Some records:
---
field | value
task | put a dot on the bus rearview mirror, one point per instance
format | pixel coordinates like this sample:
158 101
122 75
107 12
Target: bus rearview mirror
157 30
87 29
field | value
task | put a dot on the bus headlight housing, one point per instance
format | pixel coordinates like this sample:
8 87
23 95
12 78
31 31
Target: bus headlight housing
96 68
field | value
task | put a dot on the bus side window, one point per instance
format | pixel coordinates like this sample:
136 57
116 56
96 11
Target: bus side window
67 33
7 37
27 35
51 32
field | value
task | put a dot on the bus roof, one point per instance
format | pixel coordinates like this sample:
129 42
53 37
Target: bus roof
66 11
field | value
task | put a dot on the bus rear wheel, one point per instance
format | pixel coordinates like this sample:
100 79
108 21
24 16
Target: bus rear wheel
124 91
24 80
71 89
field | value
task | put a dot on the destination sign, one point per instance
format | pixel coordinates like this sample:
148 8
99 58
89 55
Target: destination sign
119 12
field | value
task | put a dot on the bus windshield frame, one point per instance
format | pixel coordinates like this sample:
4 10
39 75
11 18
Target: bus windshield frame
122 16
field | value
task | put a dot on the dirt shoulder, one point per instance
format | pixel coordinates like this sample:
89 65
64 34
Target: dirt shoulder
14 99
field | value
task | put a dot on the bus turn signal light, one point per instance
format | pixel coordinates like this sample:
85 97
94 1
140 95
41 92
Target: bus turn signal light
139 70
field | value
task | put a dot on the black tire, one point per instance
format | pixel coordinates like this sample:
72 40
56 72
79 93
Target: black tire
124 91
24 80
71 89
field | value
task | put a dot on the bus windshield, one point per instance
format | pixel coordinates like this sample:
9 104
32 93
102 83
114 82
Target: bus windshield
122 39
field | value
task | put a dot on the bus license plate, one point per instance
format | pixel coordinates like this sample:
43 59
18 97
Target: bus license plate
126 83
---
Required task ▸ Go back to the listing above and please repeat it exactly.

Task solution ▸
field | value
task | put a dot on the bus rearview mirror, one point per instance
format | pixel coordinates like this sample:
158 101
122 75
107 12
Target: bus rearview mirror
157 30
87 29
field | value
task | put a dot on the bus headlight housing, one point per instance
format | pixel coordinates like this sample:
8 87
23 95
12 78
31 31
Target: bus headlight housing
96 68
field | value
task | put a dot on the bus side window, one point per instance
format | pixel coordinates like this sample:
136 57
116 56
96 11
Target: bus side window
67 33
7 37
27 35
51 32
field | value
task | put a dot on the bus roof, one point per instance
format | pixel coordinates like this sample:
129 42
53 37
Target: bus roof
66 11
field | value
task | put a dot on the bus rear wheel, one point per instance
format | pixel coordinates like this sample:
100 79
108 21
24 16
Target: bus rear wheel
124 91
24 80
71 89
field | value
task | put a dot on the destination sign, one point per instance
format | pixel coordinates like this sample:
148 8
99 58
89 55
Target: destination sign
119 12
field | value
task | put a dot on the bus windshield frame, one point per instance
format | pixel coordinates like this sample:
4 10
39 75
11 18
Target: bus windshield frame
122 16
field | value
task | put a dot on the dirt shoulder, one point per instance
format | pixel coordinates like this sample:
89 65
64 34
Target: dirt shoulder
14 99
field | value
task | put a dot on the bus turn signal light, one point per instance
format | pixel coordinates like this sample:
85 97
94 1
140 95
41 92
Target: bus turn signal light
139 70
field | value
task | put a dot on the black tire, one point per instance
format | pixel coordinates like this sample:
72 40
56 72
79 93
Target: black tire
124 91
24 80
71 89
field | value
task | put a dot on the bus windshield, one point per instance
format | pixel coordinates like this sample:
9 104
32 93
102 83
114 82
Target: bus windshield
122 39
field | value
task | put a dot on the bus license plate, one point per instance
format | pixel coordinates like this sample:
43 59
18 97
Target: bus license plate
126 83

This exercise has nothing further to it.